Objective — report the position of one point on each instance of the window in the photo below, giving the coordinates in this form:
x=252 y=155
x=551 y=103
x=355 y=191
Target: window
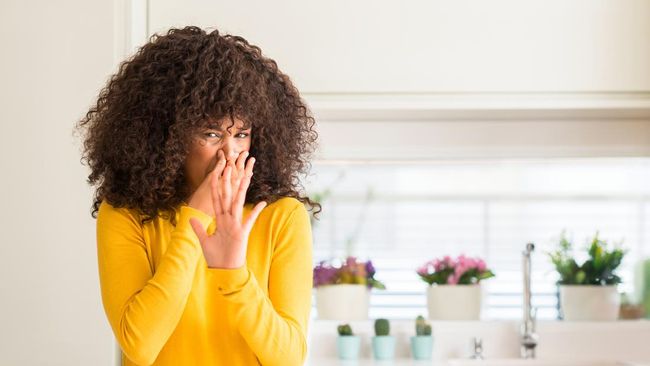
x=402 y=214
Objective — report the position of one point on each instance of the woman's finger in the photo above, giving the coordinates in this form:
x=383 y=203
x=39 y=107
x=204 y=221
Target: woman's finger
x=199 y=230
x=241 y=161
x=238 y=172
x=240 y=198
x=226 y=189
x=250 y=220
x=214 y=184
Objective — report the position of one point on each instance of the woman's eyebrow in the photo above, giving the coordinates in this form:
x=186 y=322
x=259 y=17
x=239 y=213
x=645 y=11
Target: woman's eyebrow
x=218 y=128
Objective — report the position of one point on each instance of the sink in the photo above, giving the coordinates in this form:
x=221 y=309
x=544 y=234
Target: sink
x=536 y=362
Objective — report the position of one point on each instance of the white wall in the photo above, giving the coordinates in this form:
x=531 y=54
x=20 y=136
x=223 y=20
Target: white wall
x=55 y=57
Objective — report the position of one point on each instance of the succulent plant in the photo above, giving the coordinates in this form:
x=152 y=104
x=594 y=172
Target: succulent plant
x=422 y=328
x=382 y=327
x=598 y=269
x=345 y=330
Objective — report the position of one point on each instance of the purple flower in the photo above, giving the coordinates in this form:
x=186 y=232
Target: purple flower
x=370 y=269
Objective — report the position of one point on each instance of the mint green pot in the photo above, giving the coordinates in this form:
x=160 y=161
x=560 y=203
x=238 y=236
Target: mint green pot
x=348 y=347
x=421 y=347
x=383 y=347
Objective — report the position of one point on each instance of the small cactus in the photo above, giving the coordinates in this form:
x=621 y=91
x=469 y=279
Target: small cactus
x=422 y=328
x=345 y=330
x=382 y=327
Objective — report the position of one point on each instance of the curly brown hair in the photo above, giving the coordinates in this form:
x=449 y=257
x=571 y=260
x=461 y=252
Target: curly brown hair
x=137 y=135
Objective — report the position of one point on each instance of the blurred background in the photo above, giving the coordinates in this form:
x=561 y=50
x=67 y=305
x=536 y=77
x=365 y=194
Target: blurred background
x=446 y=127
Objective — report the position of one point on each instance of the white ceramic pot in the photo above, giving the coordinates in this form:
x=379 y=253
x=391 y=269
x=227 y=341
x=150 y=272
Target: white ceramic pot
x=589 y=302
x=454 y=302
x=342 y=302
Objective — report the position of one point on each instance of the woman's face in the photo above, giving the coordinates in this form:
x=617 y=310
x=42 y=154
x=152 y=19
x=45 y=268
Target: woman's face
x=202 y=156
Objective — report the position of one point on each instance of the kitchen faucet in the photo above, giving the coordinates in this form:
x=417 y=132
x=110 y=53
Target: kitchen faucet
x=528 y=335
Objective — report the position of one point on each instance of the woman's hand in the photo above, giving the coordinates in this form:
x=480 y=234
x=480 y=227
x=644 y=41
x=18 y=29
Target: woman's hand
x=226 y=247
x=201 y=198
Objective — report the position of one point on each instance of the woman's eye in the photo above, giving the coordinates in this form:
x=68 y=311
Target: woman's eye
x=212 y=135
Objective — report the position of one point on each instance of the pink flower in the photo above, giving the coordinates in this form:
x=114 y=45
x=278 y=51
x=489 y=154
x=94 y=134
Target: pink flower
x=481 y=266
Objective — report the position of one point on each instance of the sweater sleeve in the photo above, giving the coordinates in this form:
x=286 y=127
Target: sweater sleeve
x=143 y=308
x=275 y=327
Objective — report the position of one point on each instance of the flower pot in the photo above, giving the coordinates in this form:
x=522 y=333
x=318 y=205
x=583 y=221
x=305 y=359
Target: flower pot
x=589 y=302
x=348 y=347
x=383 y=347
x=421 y=347
x=454 y=302
x=342 y=302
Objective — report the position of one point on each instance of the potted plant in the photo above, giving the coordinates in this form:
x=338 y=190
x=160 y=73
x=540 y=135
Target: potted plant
x=347 y=344
x=383 y=344
x=422 y=342
x=343 y=291
x=588 y=291
x=454 y=291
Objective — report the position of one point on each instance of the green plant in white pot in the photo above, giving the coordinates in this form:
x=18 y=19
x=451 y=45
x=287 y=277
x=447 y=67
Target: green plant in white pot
x=588 y=291
x=422 y=342
x=383 y=344
x=347 y=344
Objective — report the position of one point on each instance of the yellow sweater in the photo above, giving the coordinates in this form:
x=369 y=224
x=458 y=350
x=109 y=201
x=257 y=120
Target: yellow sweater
x=166 y=307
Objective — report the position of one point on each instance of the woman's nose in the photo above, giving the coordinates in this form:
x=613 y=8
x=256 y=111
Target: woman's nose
x=230 y=149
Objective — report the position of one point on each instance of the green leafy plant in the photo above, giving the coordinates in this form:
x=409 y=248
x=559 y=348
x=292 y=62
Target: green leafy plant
x=382 y=327
x=345 y=330
x=598 y=269
x=351 y=271
x=422 y=328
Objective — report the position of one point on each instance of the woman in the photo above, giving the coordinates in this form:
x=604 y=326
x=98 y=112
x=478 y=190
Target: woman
x=200 y=262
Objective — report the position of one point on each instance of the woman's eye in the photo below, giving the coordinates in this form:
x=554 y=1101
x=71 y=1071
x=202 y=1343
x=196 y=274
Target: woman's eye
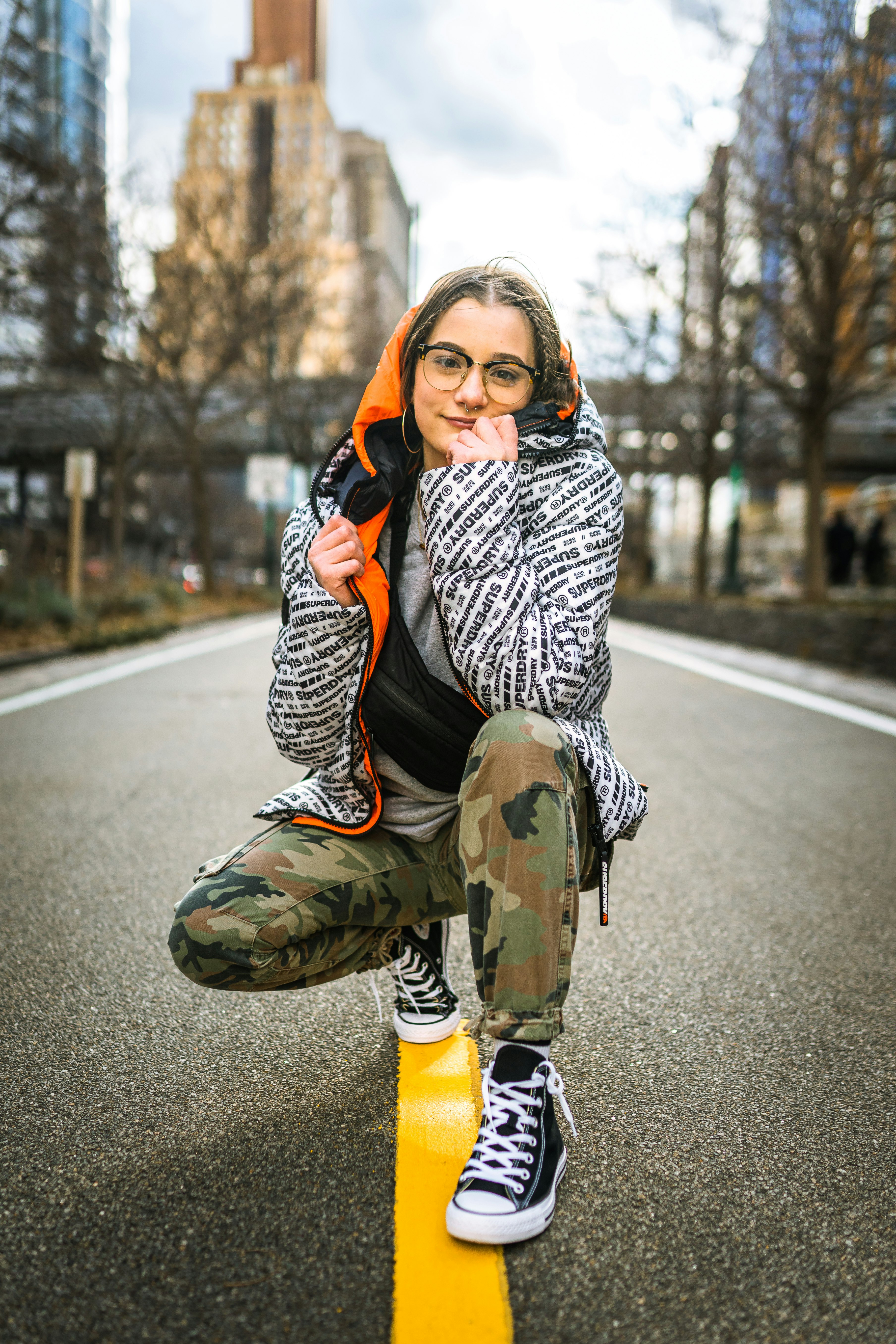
x=507 y=374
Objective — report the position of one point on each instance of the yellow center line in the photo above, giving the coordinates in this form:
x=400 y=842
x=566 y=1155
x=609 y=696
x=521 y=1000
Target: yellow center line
x=447 y=1292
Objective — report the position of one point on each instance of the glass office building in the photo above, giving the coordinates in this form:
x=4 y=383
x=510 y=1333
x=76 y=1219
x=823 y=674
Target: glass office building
x=72 y=65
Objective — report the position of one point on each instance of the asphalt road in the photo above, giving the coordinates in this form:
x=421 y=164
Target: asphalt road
x=181 y=1164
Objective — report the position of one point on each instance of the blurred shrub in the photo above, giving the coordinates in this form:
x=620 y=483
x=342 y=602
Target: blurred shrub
x=120 y=604
x=35 y=604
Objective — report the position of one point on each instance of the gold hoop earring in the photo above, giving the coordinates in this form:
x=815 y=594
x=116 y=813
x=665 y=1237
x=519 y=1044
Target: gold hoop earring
x=413 y=452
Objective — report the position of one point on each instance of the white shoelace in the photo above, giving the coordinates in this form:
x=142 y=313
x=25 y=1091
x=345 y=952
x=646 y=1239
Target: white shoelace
x=499 y=1154
x=422 y=993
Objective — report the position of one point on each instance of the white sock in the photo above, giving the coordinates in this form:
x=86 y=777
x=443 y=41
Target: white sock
x=541 y=1048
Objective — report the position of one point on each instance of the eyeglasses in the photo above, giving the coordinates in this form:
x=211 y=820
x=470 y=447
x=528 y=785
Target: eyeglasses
x=506 y=381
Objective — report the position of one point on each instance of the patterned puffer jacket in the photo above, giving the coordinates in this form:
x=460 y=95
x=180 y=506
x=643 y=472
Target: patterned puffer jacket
x=523 y=558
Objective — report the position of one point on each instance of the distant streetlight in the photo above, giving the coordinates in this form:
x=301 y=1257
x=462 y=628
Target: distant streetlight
x=268 y=482
x=81 y=484
x=746 y=311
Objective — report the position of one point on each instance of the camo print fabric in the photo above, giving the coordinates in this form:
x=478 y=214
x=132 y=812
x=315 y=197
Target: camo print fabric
x=523 y=558
x=299 y=905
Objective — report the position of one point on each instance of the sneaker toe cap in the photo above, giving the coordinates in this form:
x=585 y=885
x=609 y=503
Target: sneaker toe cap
x=483 y=1202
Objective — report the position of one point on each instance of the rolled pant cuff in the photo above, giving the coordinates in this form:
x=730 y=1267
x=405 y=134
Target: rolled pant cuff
x=537 y=1027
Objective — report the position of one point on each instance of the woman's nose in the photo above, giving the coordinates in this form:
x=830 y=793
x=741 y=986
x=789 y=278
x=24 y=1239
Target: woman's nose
x=472 y=390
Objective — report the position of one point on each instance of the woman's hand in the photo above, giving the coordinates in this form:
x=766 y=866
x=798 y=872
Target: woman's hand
x=336 y=556
x=488 y=441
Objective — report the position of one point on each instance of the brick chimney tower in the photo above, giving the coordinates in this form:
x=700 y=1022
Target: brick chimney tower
x=288 y=34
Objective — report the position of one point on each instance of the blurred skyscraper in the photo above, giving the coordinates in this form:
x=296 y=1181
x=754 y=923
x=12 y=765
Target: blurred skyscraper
x=64 y=132
x=272 y=134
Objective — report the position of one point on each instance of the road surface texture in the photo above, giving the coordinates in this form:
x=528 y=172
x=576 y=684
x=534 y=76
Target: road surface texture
x=181 y=1164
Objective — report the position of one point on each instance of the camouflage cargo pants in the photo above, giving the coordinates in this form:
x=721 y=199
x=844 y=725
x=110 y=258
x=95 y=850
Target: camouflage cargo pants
x=300 y=905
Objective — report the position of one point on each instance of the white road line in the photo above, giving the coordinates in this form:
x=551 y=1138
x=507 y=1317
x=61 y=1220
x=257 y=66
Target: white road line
x=749 y=682
x=147 y=663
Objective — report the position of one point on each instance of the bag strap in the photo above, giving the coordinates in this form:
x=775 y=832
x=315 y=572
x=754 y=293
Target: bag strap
x=401 y=522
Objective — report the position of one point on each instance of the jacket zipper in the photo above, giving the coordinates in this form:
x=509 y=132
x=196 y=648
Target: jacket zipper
x=362 y=734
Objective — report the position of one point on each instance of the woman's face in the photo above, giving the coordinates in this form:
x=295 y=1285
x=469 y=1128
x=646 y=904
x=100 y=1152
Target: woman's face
x=483 y=334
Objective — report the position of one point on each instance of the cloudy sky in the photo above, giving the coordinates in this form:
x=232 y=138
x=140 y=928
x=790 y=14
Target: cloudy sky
x=553 y=132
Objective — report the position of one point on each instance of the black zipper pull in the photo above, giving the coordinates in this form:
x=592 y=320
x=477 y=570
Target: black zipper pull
x=604 y=866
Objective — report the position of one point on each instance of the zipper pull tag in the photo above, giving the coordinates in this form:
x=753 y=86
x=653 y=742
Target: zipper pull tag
x=604 y=870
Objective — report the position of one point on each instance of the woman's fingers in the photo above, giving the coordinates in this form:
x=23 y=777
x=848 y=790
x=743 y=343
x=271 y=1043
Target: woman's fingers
x=507 y=431
x=467 y=448
x=486 y=432
x=489 y=440
x=335 y=556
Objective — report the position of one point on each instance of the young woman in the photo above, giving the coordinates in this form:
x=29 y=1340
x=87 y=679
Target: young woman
x=441 y=670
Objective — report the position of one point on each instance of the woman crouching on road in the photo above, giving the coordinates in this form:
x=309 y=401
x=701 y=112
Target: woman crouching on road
x=441 y=670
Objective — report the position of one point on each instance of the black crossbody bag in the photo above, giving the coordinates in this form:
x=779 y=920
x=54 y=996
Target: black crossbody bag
x=426 y=726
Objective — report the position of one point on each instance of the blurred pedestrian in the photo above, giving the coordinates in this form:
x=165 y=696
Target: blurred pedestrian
x=441 y=671
x=876 y=554
x=840 y=539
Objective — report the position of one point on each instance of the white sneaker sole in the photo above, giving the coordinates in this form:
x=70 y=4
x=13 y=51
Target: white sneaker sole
x=506 y=1229
x=425 y=1034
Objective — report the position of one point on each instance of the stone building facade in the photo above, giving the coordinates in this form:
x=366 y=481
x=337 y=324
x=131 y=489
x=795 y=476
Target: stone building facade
x=273 y=136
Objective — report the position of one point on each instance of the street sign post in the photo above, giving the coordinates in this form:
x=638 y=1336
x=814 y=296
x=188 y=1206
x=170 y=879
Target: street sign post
x=268 y=482
x=268 y=478
x=81 y=484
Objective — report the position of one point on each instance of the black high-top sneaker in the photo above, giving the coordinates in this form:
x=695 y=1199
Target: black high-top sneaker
x=508 y=1189
x=425 y=1004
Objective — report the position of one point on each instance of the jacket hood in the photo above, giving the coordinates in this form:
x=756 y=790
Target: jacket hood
x=382 y=400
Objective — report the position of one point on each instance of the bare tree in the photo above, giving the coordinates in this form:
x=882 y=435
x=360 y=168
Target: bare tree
x=636 y=359
x=233 y=302
x=817 y=185
x=707 y=351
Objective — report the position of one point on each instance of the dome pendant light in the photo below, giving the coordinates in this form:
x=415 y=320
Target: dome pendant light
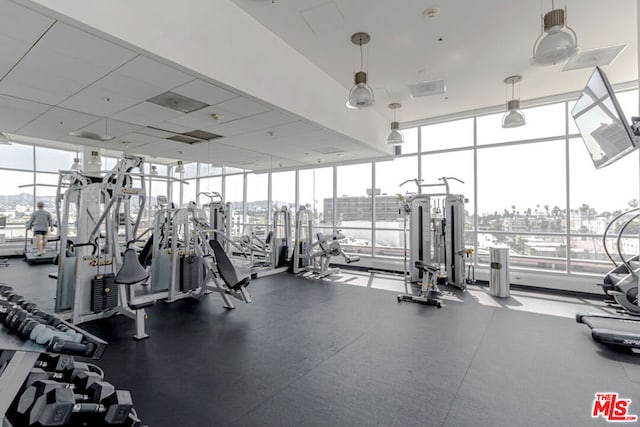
x=513 y=118
x=95 y=159
x=361 y=94
x=395 y=137
x=76 y=164
x=180 y=168
x=557 y=41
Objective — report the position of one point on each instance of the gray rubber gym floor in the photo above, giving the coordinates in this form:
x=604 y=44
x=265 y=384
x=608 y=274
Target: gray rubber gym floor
x=317 y=353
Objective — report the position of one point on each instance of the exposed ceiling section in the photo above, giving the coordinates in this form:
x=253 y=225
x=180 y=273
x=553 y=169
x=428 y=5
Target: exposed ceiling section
x=60 y=83
x=471 y=45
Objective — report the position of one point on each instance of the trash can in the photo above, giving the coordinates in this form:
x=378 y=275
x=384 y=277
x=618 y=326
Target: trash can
x=499 y=274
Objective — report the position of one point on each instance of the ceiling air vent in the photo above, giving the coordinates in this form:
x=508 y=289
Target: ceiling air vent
x=91 y=135
x=421 y=89
x=594 y=57
x=177 y=102
x=200 y=134
x=185 y=139
x=194 y=137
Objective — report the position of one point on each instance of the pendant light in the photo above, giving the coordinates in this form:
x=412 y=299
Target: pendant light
x=180 y=168
x=513 y=118
x=395 y=137
x=95 y=159
x=76 y=164
x=557 y=41
x=361 y=94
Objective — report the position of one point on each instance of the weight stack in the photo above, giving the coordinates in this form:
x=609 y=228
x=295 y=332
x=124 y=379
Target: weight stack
x=104 y=292
x=191 y=273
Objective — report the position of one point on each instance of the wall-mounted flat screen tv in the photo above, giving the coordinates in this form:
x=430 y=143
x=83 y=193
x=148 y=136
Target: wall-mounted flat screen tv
x=602 y=123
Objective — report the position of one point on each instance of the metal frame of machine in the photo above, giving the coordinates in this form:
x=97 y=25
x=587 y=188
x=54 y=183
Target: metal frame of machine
x=91 y=244
x=315 y=257
x=436 y=238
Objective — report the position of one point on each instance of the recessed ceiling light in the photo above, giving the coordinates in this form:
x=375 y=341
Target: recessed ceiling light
x=431 y=12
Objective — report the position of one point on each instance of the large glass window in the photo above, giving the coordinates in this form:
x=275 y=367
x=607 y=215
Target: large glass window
x=16 y=203
x=283 y=189
x=447 y=135
x=522 y=187
x=388 y=217
x=257 y=204
x=233 y=193
x=51 y=160
x=16 y=156
x=354 y=206
x=316 y=194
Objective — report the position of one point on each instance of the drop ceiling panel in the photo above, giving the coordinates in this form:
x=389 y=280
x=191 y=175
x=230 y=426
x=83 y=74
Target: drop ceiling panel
x=22 y=24
x=57 y=122
x=157 y=133
x=128 y=87
x=271 y=119
x=39 y=87
x=202 y=118
x=11 y=51
x=89 y=49
x=173 y=127
x=154 y=73
x=146 y=113
x=137 y=138
x=16 y=113
x=101 y=102
x=205 y=92
x=243 y=107
x=114 y=128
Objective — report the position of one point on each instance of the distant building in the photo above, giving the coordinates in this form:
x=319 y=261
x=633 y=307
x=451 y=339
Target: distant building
x=358 y=208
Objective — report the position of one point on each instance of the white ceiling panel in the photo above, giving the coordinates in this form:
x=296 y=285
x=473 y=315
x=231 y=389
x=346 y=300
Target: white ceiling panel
x=57 y=122
x=271 y=119
x=22 y=24
x=137 y=138
x=114 y=128
x=11 y=51
x=154 y=73
x=16 y=113
x=81 y=45
x=94 y=100
x=204 y=92
x=202 y=118
x=243 y=107
x=38 y=86
x=128 y=87
x=245 y=125
x=172 y=127
x=146 y=113
x=156 y=133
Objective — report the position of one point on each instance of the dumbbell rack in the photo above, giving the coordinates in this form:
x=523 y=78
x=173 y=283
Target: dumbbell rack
x=26 y=353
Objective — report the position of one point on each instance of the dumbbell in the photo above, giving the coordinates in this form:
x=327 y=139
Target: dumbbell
x=58 y=345
x=80 y=377
x=48 y=405
x=42 y=334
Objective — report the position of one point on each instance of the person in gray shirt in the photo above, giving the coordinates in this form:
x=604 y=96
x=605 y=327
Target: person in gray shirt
x=41 y=222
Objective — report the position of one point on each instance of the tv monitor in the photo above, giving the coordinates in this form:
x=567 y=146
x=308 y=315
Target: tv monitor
x=602 y=123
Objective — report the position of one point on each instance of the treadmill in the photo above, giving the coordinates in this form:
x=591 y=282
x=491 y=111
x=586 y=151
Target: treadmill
x=611 y=329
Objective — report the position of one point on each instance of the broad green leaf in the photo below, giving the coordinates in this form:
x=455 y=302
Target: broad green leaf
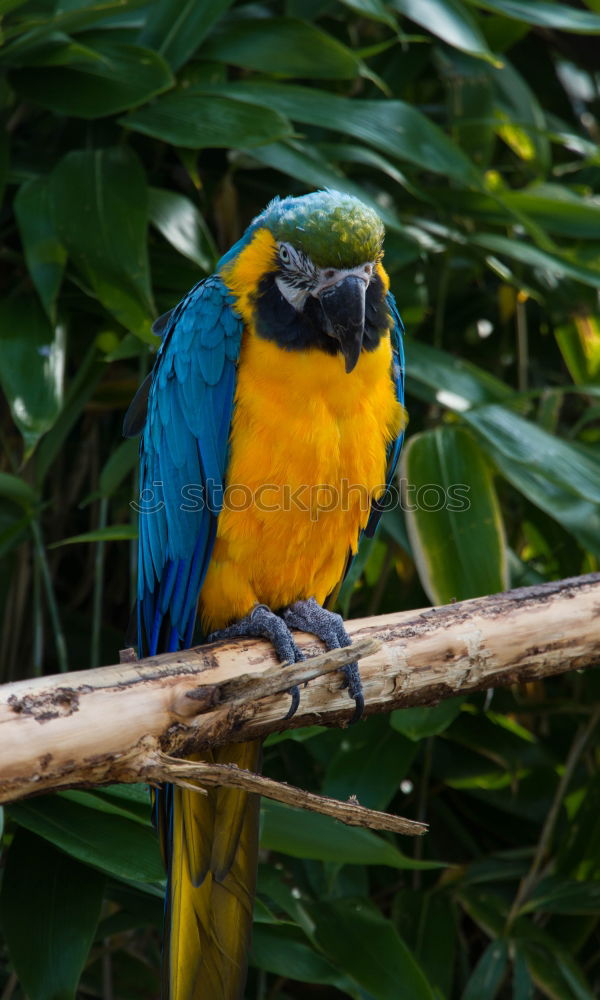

####################

## WORK TO COMPLETE
Print verbatim the part of the listing that opens with the line containing "the blurred shrub" and closes with the line containing "x=506 y=381", including both of those lines.

## THE RESPONSE
Objective — report the position of one point on each instance of the blurred shrub in the photo above, giving the coordinates in this form:
x=620 y=483
x=342 y=602
Target: blurred shrub
x=120 y=604
x=35 y=604
Objective — report the position of one point on each instance of the gold hoop earring in the photo above, giving the coordinates in this form:
x=815 y=594
x=116 y=813
x=665 y=1237
x=519 y=1044
Target: gold hoop earring
x=413 y=452
Objective — report the position of one point on each instance of the white shoelace in the photo above, giving the coordinates in this form:
x=142 y=313
x=25 y=1091
x=345 y=952
x=646 y=1239
Target: white shoelace
x=499 y=1154
x=422 y=993
Objective — report the position of one point on each instance of the white sock in the photo above, giving the coordinates in this form:
x=86 y=777
x=443 y=41
Target: white sock
x=541 y=1048
Objective — report the position of one point on each instance of the eyeglasses in the photo above, giving the coordinates in this form:
x=211 y=820
x=470 y=447
x=528 y=785
Target: eyeglasses
x=506 y=381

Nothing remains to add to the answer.